# What the task asks
Your answer must be a single number: the count of lines in the records below that include the string "floor".

==== Provided information

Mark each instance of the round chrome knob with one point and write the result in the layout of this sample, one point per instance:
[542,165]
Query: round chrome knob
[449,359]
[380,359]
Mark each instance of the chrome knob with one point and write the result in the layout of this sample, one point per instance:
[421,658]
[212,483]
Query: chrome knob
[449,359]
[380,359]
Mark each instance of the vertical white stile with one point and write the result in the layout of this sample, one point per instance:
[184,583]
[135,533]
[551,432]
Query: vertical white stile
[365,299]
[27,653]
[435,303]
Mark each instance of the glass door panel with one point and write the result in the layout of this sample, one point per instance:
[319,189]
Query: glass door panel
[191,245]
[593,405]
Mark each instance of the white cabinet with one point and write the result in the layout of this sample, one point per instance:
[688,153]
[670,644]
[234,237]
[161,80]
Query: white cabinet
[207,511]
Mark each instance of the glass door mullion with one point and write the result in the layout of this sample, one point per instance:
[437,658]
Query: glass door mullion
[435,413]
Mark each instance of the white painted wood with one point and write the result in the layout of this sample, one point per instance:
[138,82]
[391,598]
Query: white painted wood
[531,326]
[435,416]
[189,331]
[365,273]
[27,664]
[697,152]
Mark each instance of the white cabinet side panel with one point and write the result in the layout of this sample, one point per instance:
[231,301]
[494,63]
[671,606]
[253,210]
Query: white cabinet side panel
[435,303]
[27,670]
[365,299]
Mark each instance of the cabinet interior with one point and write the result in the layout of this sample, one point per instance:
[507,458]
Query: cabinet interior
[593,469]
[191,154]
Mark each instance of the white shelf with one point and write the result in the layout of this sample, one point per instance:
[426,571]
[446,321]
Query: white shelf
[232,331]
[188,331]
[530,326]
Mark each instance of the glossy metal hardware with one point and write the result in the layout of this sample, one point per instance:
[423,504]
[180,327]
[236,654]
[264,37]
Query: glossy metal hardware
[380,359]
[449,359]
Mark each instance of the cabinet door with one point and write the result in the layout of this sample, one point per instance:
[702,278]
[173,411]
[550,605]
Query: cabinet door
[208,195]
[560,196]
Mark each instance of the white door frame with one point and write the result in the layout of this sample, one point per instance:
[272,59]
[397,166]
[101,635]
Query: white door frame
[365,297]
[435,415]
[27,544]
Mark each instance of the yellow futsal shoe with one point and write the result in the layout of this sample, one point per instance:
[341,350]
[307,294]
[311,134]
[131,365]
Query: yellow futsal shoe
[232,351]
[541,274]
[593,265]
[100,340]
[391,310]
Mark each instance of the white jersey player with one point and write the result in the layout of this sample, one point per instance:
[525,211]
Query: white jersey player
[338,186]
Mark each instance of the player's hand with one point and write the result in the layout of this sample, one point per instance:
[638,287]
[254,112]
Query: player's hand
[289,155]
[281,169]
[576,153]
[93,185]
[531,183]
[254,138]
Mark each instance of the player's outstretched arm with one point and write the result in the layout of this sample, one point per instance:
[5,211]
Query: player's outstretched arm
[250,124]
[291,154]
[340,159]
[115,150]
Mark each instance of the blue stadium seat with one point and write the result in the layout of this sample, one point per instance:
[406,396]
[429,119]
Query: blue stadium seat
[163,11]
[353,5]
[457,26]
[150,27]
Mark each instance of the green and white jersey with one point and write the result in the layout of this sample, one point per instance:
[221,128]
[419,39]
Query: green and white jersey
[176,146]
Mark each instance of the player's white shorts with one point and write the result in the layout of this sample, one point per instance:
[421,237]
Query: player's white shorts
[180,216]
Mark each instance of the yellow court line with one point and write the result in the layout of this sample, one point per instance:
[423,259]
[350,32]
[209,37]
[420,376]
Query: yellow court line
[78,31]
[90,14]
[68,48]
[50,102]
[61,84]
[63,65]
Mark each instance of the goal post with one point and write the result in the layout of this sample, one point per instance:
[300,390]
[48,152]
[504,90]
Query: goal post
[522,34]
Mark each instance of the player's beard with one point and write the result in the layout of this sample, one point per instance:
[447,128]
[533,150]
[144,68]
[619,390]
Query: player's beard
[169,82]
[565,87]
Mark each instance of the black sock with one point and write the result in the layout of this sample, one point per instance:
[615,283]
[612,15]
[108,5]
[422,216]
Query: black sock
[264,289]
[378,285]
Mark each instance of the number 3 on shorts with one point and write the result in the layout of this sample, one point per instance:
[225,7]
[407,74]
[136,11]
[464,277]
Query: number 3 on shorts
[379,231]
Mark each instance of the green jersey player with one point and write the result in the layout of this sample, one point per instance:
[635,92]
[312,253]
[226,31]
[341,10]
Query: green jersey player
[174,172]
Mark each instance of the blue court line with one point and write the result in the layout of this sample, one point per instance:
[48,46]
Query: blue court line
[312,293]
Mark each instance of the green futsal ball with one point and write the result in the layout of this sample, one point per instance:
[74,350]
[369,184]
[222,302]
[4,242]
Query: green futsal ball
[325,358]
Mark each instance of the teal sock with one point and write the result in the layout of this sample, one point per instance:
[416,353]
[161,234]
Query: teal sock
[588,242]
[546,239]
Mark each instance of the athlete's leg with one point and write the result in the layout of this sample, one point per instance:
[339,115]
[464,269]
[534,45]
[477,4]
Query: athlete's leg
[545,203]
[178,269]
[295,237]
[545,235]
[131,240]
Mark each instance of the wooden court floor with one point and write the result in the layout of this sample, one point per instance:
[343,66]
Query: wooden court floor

========

# Solution for this exercise
2